| Activity |
Needed from the data below: all lines that contain the word "Query".

| Material for this exercise |
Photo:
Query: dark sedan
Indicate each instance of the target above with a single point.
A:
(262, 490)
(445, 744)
* * *
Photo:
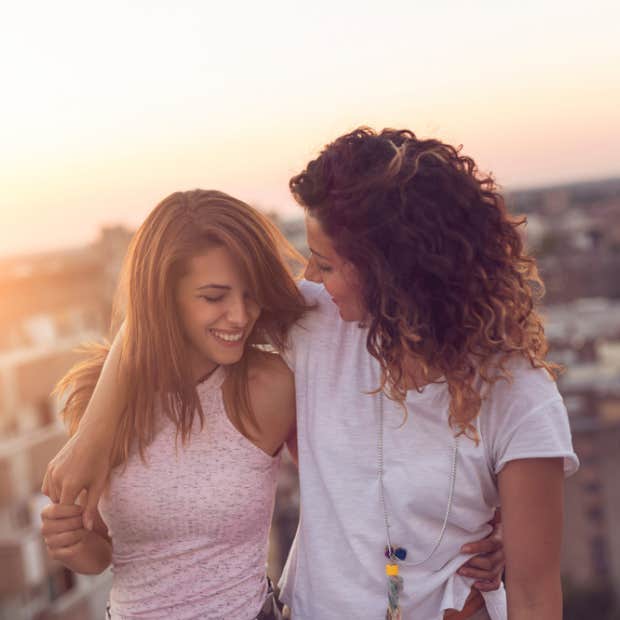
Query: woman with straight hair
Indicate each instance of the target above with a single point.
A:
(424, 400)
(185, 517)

| Response box |
Query: dark sedan
Query: woman with straight hair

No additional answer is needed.